= DATA RECORDS =
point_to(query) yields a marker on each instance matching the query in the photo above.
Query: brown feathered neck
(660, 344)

==

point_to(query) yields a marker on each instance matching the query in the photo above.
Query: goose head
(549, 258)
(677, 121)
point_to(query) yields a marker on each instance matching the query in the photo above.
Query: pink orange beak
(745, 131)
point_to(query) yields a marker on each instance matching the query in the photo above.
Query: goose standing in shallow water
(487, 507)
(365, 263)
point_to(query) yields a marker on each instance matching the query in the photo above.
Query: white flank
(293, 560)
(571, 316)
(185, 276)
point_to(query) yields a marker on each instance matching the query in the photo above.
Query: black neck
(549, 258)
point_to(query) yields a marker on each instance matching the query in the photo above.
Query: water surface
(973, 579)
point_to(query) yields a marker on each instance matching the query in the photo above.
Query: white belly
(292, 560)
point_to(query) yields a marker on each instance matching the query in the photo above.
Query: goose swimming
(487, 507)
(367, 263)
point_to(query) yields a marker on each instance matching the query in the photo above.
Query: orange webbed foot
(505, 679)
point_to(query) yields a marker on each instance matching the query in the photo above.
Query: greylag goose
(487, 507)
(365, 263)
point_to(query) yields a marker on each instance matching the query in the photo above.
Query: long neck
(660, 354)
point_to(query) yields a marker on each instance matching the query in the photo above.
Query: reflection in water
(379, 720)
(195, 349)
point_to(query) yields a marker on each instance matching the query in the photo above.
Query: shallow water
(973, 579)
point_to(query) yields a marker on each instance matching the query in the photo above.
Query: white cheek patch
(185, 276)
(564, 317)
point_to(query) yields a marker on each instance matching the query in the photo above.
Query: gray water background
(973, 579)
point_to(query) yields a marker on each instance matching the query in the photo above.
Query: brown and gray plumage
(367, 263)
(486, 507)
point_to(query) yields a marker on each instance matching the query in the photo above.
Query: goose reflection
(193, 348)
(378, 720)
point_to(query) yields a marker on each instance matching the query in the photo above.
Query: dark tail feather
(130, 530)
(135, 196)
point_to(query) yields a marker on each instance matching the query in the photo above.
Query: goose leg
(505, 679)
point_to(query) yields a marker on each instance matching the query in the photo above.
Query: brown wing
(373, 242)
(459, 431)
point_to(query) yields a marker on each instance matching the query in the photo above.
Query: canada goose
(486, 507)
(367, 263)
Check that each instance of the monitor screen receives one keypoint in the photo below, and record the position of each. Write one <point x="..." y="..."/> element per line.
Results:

= WRITTEN EXERCISE =
Pull out every line of the data above that contains the word "shallow", and list them one per line.

= REPLY TO THE EXERCISE =
Query: goose standing in shallow water
Query: shallow water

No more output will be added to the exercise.